___ DOCUMENT EXTRACT ___
October 19, 2009

Makeup Artist Howard Smit Dies

Guild leader and Television Academy governor

Howard Smit, a pioneering makeup artist who co-founded the Local 706 branch of the International Alliance of Theatrical Stage Employees and was an active participant in the Academy of Television Arts & Sciences, died August 1, 2009, in Tarzana, California. He was 98 years old.

Born in Chicago on April 19, 1911, Smit moved to Los Angeles with his parents. He is reported to have begun working in the makeup field in order to pay for his law school expenses. He started in television in the mid-1930s at experimental station W6XAO, and moved on to RKO Studios, where he became a makeup apprentice. He also worked for Max Factor, MGM and Republic Studios.

Over the course of his career, Smit worked as a makeup artist on 50 feature films and television productions. His early film credits included such classics as The Wizard of Oz and Gunga Din. He later did makeup for stars such as Joan Crawford, Barbara Stanwyck, John Wayne, Lionel Barrymore, Ethel Barrymore, Myrna Loy, Robert Mitchum, Roy Rogers and Dale Evans. For director Alfred Hitchcock, he created makeup for the movies The Birds and Marnie. He also moved into television, and was a makeup artist on the popular series show The Mod Squad.

An early advocate of union representation for those in his field, Smit was a founding member of IATSE local 706, Makeup and Hair Stylists Guild, when the organization was granted a charter in 1937. He served two terms as president, in 1953 and 1955. His legal background proved useful in efforts to acquire contractual pension, health and welfare benefits for members of the union.

In 1953, on behalf of the Guild, Smit organized the Deb Star Ball, a 15-year tradition that drew attention to up-and-coming actresses. Performers recognized included Kim Novak, Tuesday Weld, Jill St. John and Mary Ann Mobley. Proceeds from the event helped to establish Local 706’s welfare committee.

He served as the Guild’s business representative from 1974-1994, and later as business representative emeritus. In the 1980s, with colleague John Inzerella, Smit was a key advocate of the push to make it mandatory for studios to include makeup artists and hair stylists in film and television credits. He also worked on a campaign that established the Oscar for makeup, which was first awarded in 1982. The Guild established the Smitty Award in his honor.

In addition to his work at Local 706, Smit was a director of the Motion Picture Industry Health and Pension Fund and served multiple terms as a governor of the Academy of Television Arts & Sciences. In recognition for his many years of service to the Television Academy, he received the Syd Cassyd Founder’s Award in 2000.

On November 21, 1997, Smit was interviewed for the Television Academy Foundation’s Archive of American Television. The three-and-a-half-hour interview, conducted by Byrd Holland, took place at Smit’s Studio City home.

During the conversation, Smit discussed his motion picture career, working on such films The Wizard of Oz and The Birds, as well as the development of makeup for television shows such as The Gene Autry Show, Dragnet, The Red Skelton Show, Alfred Hitchcock Presents, The Rifleman and The Mod Squad.
___ RECORD SET ___
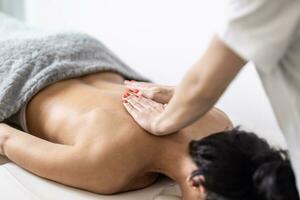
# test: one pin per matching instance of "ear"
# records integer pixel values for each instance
(196, 183)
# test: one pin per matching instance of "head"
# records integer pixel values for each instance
(238, 165)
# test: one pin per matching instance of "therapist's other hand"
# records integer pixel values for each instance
(159, 93)
(143, 110)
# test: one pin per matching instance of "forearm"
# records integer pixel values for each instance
(200, 88)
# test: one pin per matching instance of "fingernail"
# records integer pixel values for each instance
(135, 90)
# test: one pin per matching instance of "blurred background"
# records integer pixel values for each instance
(159, 39)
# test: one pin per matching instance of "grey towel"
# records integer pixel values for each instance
(31, 59)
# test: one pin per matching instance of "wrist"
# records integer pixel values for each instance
(158, 127)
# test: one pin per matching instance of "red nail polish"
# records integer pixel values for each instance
(135, 90)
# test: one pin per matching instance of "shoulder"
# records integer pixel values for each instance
(222, 118)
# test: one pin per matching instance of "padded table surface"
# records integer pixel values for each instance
(17, 183)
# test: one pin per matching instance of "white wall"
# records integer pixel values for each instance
(161, 39)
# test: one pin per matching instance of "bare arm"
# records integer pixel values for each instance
(199, 90)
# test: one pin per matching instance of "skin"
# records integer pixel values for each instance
(199, 90)
(82, 136)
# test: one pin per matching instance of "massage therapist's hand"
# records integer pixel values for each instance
(159, 93)
(144, 111)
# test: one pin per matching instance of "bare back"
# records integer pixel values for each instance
(87, 112)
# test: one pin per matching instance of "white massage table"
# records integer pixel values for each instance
(19, 184)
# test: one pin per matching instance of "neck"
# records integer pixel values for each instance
(175, 162)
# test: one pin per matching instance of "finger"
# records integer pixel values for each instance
(148, 102)
(132, 111)
(136, 84)
(133, 100)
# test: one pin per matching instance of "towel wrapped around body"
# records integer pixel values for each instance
(31, 59)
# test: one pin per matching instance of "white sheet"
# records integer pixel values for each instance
(17, 183)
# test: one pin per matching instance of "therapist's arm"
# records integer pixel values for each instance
(199, 90)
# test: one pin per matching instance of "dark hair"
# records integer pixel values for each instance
(238, 165)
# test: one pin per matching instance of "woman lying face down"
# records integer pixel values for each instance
(79, 134)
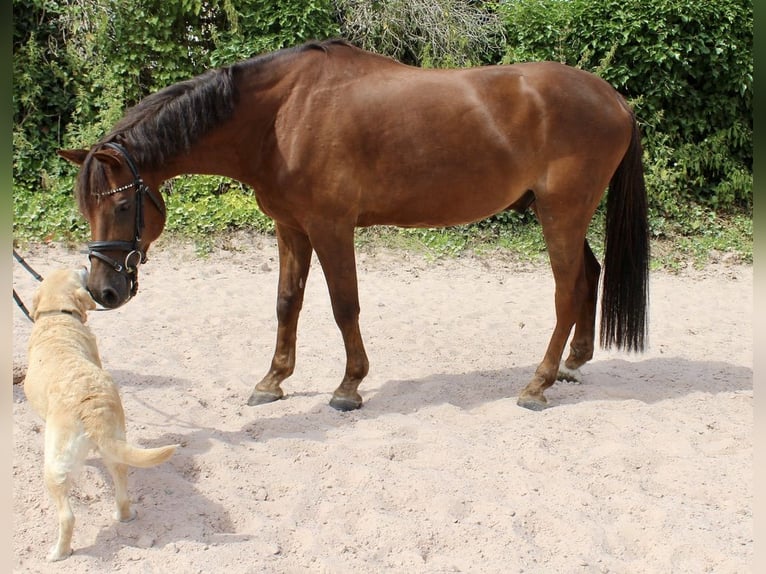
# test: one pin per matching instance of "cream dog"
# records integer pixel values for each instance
(66, 385)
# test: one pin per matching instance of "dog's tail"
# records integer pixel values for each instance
(124, 453)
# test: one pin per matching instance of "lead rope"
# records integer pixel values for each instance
(34, 274)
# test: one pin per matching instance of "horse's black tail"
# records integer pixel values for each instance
(625, 289)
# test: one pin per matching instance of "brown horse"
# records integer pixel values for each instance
(331, 137)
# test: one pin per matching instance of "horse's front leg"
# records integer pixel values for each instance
(294, 260)
(335, 249)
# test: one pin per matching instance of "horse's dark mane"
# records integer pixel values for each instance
(168, 122)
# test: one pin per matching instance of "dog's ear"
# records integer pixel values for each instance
(83, 272)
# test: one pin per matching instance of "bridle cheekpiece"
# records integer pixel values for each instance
(135, 255)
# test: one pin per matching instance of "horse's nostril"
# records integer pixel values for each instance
(109, 297)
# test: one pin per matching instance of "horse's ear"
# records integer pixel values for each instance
(108, 156)
(76, 156)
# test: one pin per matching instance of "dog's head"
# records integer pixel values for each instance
(64, 290)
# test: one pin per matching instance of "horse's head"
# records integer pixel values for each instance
(125, 217)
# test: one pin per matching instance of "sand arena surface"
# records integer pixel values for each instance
(645, 467)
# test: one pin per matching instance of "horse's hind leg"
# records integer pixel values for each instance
(294, 260)
(564, 237)
(582, 345)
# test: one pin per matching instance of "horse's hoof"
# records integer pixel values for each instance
(532, 404)
(345, 404)
(263, 397)
(568, 375)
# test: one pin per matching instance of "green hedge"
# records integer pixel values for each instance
(687, 68)
(685, 65)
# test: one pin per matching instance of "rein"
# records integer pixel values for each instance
(34, 274)
(135, 256)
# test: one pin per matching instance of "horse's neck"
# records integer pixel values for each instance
(232, 149)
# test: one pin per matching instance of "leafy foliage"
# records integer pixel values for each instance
(686, 67)
(432, 33)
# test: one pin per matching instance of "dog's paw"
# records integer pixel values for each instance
(128, 515)
(57, 554)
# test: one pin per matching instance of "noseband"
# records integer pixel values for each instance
(135, 256)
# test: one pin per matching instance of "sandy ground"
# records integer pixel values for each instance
(645, 467)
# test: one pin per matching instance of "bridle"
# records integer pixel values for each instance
(135, 256)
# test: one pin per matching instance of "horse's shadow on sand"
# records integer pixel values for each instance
(647, 381)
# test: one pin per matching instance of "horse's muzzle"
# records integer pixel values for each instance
(109, 288)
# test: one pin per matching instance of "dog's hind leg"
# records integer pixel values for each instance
(119, 472)
(58, 486)
(62, 459)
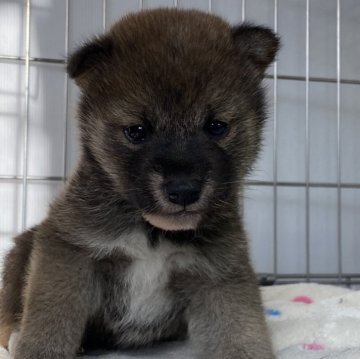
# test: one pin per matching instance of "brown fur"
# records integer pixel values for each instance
(95, 272)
___
REQUIRED TASKS
1. According to the Howard Smit obituary, what award did Smit receive in 2000 for his service to the Television Academy?
2. From the Howard Smit obituary, copy out the passage from "Howard Smit, a" to "98 years old.".

TASK RESPONSES
1. The Syd Cassyd Founder's Award.

2.
Howard Smit, a pioneering makeup artist who co-founded the Local 706 branch of the International Alliance of Theatrical Stage Employees and was an active participant in the Academy of Television Arts & Sciences, died August 1, 2009, in Tarzana, California. He was 98 years old.